(Excerpt provided)
◆ ◆ ◆ ◆ ◆
Scoring of these elementary responses are used to quantify the level of activity triggered by a
chemical stimulus. Further refinement of the method resulted from tracking walking or flying
insects with a video camera, or recording locomotory paths with a servosphere (Kramer, 1975) or other locomotion compensators, combined with the automatic
analysis of tracks by computer-assisted trajectometry. All these methods require a sophisticated
and expensive equipment and/or demand a large number of insects to achieve quantification of
behaviour.
In the course of our studies on the effects of pheromone analogues on olfaction (Parrilla and Guerrero, 1994; Renou et al., 1997) we
needed a simpler device to screen candidates for inhibition of pheromone communication in
insects. The Doppler radar has already been successfully employed in the monitoring of
spontaneous activity rhythms of flies and cockroaches (Buchan and Satelle, 1979; Buchan and Moreton, 1981). Thus, we designed a simple
recorder using a cheap movement detector, also based on Doppler radar. In this paper we
describe the system and its use to record moth responses to a chemical stimulus. The movements
of the insect are converted in an analogue electrical signal by the radar detector with a high signal
to noise ratio. This signal is connected to a computer via an analogue/ digital card and analysed
with dedicated software. The radar detector has been used to measure the responses of male Mamestra brassicae to the main component of the sex pheromone, (Z)-11-hexadecenyl acetate (Z11-16:Ac) (Descoins et al.,
1978)
◆ ◆ ◆ ◆ ◆
(Extracted information)
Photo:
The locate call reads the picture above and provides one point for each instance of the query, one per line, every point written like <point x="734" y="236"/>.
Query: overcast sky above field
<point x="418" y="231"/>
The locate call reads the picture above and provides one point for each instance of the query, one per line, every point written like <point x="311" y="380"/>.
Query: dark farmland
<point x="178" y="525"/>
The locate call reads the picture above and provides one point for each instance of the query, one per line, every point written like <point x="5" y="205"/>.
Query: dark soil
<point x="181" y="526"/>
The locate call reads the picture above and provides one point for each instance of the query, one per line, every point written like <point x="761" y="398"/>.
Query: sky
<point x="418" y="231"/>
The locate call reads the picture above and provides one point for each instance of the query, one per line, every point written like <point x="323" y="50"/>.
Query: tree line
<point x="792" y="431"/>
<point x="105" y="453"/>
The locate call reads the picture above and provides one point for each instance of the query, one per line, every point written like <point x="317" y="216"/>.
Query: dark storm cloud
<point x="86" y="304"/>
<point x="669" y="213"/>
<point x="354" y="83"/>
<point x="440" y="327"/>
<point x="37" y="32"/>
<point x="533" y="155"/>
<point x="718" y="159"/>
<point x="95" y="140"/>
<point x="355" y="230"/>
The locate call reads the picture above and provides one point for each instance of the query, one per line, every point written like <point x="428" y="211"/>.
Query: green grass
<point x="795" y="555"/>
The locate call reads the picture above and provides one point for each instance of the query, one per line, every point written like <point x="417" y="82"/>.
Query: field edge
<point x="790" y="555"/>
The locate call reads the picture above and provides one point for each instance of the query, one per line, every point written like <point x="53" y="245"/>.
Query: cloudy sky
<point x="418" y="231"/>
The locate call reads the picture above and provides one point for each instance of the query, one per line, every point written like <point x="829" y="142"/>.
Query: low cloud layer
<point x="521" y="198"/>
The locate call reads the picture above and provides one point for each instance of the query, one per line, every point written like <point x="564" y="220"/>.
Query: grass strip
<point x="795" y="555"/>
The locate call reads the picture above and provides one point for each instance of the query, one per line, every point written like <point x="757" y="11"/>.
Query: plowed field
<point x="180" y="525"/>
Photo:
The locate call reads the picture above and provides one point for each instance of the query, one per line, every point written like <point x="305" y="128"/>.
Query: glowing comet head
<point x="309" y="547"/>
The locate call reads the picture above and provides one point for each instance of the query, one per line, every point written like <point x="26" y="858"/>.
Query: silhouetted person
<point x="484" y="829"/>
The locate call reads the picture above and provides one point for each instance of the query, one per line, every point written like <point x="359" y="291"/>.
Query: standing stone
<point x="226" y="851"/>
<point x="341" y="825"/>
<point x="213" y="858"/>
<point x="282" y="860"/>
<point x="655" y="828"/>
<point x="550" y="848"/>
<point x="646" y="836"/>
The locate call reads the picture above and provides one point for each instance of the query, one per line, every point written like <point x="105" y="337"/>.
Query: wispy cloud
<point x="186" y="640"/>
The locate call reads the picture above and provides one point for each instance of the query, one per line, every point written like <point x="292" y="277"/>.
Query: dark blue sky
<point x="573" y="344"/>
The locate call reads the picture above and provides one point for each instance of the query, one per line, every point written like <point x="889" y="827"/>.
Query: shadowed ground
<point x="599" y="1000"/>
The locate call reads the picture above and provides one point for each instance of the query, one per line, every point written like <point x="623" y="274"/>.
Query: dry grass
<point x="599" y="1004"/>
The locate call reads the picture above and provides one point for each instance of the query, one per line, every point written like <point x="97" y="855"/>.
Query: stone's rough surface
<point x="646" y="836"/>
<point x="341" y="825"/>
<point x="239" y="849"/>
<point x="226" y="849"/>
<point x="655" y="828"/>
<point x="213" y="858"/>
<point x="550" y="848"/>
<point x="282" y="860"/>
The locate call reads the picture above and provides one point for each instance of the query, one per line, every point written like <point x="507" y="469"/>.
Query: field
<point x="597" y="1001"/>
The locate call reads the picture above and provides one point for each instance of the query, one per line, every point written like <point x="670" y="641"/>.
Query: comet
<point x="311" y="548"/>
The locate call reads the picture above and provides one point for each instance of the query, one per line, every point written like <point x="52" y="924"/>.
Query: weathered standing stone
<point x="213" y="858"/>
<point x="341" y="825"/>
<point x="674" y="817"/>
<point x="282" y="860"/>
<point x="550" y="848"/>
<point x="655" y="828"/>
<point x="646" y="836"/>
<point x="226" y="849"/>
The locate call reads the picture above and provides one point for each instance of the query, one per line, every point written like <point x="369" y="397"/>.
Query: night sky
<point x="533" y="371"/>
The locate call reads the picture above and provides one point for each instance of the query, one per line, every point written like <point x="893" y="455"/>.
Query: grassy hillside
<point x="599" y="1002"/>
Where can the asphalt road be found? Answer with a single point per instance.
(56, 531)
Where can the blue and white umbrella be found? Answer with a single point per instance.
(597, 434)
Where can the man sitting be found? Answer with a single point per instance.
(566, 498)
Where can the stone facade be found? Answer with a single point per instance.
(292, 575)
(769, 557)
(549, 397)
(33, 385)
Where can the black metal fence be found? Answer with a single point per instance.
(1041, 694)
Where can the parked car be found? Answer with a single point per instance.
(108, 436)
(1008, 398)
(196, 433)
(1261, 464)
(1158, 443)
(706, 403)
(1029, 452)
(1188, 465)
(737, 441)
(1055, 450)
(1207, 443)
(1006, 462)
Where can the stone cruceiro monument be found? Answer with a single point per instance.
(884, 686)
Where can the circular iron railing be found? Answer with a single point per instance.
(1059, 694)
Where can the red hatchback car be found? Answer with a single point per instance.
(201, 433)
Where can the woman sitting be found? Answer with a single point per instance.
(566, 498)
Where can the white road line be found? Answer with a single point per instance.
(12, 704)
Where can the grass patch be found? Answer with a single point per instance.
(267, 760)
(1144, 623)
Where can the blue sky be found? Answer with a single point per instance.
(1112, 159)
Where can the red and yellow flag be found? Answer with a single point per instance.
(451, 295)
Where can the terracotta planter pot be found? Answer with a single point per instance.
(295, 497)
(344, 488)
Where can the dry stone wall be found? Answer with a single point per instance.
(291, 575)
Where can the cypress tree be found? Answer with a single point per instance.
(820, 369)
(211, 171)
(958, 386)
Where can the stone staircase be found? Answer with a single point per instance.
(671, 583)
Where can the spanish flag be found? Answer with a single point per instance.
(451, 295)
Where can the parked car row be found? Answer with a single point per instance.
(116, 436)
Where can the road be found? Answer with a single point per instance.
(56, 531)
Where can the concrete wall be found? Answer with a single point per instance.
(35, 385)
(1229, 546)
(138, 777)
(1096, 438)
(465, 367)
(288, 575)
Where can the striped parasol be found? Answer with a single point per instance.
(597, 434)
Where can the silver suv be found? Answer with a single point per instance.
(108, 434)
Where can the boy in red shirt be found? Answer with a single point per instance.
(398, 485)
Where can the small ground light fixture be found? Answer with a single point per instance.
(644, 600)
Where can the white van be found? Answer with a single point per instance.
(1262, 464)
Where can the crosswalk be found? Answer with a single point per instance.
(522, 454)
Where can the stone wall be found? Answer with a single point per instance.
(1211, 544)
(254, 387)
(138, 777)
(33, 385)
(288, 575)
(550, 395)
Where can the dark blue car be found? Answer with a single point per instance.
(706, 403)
◆ ◆ ◆ ◆ ◆
(What you need to do)
- A) Answer these questions from the passage on the Doppler radar insect recorder, one line each.
(i) What device, cited to Kramer (1975), was used for recording locomotory paths?
(ii) In which insects had Doppler radar already monitored spontaneous activity rhythms?
(iii) To which pheromone component were the responses of male Mamestra brassicae measured?
- B) Continue the passage on the Doppler radar insect recorder from its final sentence.

(List of answers)
- A)
(i) A servosphere
(ii) Flies and cockroaches
(iii) (Z)-11-hexadecenyl acetate (Z11-16:Ac), the main component of the sex pheromone

- B)
either in pure air or in air containing the esterase inhibitor 3-octylthio-1,1,1-trifluoropropan-2one
(OTFP). In vitro, OTFP is a very potent inhibitor of the antennal esterases of the
Egyptian armyworm, Spodoptera littoralis (Duran et al., 1993), enzymes responsible for the catabolism of the pheromone (Quero, 1996). In vivo, OTFP has been
shown to alter pheromone detection (Renou et al., 1997; Pophof, 1998) and to inhibit
behaviour in the wind tunnel after conditioning males to a OTFP-saturated atmosphere. In the
present study we show that an aerial background of OTFP during the test also affects the
response to the pheromone. The effects of OTFP on the response kinetics are commented.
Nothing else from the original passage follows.